▶ [Requirements]
Omit the images. Copy each entry word for word.
## START Task data
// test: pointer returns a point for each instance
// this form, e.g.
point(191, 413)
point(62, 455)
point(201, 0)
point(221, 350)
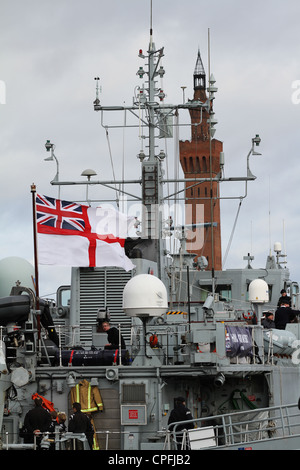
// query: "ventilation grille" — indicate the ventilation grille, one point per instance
point(100, 288)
## END Task data
▶ [Answer to the problem]
// test: pointer returns a point for each instance
// this form, e.g.
point(191, 413)
point(62, 455)
point(201, 0)
point(221, 350)
// query: "ventilation grille" — indicate the ventilation grille, one point per instance
point(100, 288)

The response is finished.